Task item: The reply is a verbatim copy of the listing below with its images dropped.
START Stored data
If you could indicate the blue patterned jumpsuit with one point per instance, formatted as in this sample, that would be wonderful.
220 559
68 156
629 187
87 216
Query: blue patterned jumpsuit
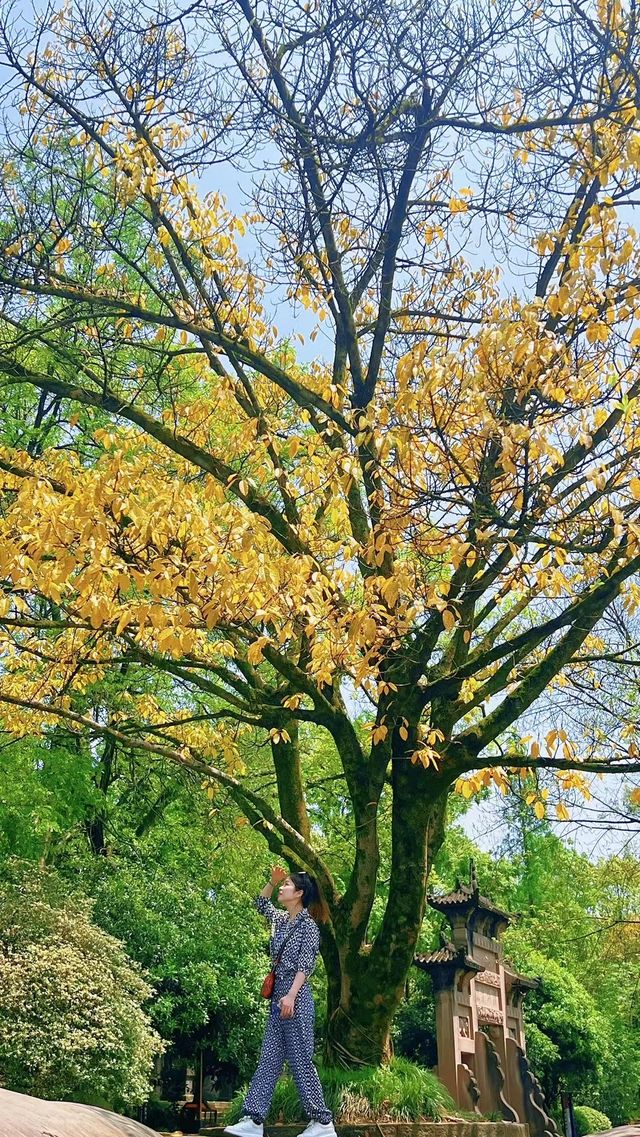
289 1039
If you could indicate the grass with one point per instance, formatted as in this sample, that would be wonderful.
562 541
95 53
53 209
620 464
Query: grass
400 1092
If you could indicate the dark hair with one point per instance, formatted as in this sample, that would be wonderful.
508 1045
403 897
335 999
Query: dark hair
312 896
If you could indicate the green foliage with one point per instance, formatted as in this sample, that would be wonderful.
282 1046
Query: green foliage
414 1027
72 1018
590 1121
204 951
400 1092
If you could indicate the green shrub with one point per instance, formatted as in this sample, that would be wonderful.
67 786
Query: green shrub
400 1092
590 1121
73 1022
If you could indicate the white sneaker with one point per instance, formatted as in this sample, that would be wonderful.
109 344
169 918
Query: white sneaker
244 1128
317 1129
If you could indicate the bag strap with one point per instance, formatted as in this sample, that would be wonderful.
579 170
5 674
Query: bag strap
279 957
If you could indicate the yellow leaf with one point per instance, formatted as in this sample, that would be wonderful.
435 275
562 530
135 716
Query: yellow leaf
448 619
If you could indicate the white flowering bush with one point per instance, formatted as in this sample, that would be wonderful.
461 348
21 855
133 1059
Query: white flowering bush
72 1005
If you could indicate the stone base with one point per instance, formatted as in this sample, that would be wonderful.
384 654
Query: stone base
22 1115
401 1129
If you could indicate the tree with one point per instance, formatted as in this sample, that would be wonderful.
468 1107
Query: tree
402 540
71 1004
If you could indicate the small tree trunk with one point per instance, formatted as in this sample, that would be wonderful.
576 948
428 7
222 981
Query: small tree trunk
372 982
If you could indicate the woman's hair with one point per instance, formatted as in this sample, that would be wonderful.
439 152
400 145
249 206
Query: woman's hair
312 896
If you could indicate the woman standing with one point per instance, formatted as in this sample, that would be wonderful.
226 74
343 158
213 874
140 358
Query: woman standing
289 1035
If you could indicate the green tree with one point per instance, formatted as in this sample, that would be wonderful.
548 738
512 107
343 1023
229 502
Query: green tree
72 1018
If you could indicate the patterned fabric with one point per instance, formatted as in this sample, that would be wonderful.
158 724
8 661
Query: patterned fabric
289 1039
300 938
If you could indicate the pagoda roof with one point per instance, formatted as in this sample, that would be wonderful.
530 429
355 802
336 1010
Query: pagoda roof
447 954
466 896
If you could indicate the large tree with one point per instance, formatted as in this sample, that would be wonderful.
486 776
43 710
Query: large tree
416 500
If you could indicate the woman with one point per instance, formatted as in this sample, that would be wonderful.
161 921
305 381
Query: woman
289 1035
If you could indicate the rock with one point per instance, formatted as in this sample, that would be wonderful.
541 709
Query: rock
30 1117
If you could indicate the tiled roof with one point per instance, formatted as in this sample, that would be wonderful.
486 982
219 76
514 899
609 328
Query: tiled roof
447 954
442 955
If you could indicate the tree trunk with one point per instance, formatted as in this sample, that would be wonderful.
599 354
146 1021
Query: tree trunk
END Stored data
Task response:
If you could indicate the blue patterned jumpsuit with one point per instance, formatted as in this sample, that would be wonderful.
220 559
68 156
629 187
87 216
Query: blue patterned jumpsuit
289 1039
If you could indicate the grass with one point per instance, formatted as in this sample, that would be wonderful.
562 541
95 53
53 209
620 464
Query: grass
400 1092
If you could indicate the dark hair with one point per instance, formatted as in this sample, that would be wonderful.
508 1045
403 897
335 999
Query: dark hair
312 896
If you could indicate the green foliage with one point per instance, formatted as in this sample, that would be wonderful.
282 1046
Query: green foliage
414 1027
72 1018
590 1121
204 951
400 1092
If you could indicate the green shrub with one point per instance, formatted as in this sample, that would be wonderful.
67 786
Query: green shrub
400 1092
590 1121
73 1022
If you could indicate the white sneaker with one point per instance, formatted as in this sample, that would be wonderful.
109 344
169 918
Query: white sneaker
244 1128
317 1129
If you could indicate the bag strap with one point per instance, formatted as in this sample, that would be wonderful.
579 170
5 674
Query: bag strap
279 957
If you could indicate the yellow leaf with one point per instance, formatted as in this sample, that would be wonderful.
435 275
562 530
135 716
Query: yellow leaf
448 619
If you could indicate the white flowering bush with one point per instance, formatted as in this sample, that would be wonderful.
461 348
21 855
133 1059
Query: white flowering bush
72 1005
If you could indicate the stone base with one point per instance, formatted as in this sample, that would be wonderful.
384 654
Query: stone base
22 1115
401 1129
If you could indicate the tree with one point per instance, formatted as in this sample, that would be wonderful.
468 1107
Query: tree
402 540
71 1004
If you could indicate the small tree trunk with one point per instance, formatted as in this sample, that would be wonderful.
576 948
428 7
222 981
Query: small tree trunk
372 982
If you could indicate the woman's hair with one point per instance, formatted as in this sample, that would be wonderful.
439 152
400 145
249 206
Query: woman's hair
312 896
If you could indicate the woman standing with one point per instance, formatted as in this sample, that would be wonderful.
226 74
343 158
213 874
140 358
Query: woman standing
289 1035
If you could indicate the green tree with one point per instance, formatted as in this sample, that would be wonderful.
548 738
512 107
343 1023
229 502
Query: green tree
72 1018
If you could indicate the patterned fabric with one point per instance, formatted as in this sample, that would be wonderful.
158 724
8 661
Query: patterned fabric
289 1039
300 938
If you could indicate the pagoda roof with one point per instance, formatted as in this sample, that would be wonderful.
530 429
355 802
336 1010
Query: pagoda roof
447 954
466 896
If you could indicate the large tree with one point per instance, formatted as in this sample, that would be wonderful.
486 776
43 710
Query: large tree
416 500
If you could indicate the woman with one point per instance, formatted as in this sample, that would be wonderful.
161 921
305 381
Query: woman
289 1035
If you could indicate the rock with one point per instance, formatted as in this sample, that would be wonderful.
541 709
Query: rock
30 1117
If you could indicate the tiled roof with one point per instance, formatted as in this sample, that would be wonderful.
486 982
219 76
514 899
609 328
Query: tiled roof
447 954
442 955
If you could indicate the tree trunk with one point per instance, formatted as in this sample, that would be wonderful.
599 354
146 1021
Query: tree trunk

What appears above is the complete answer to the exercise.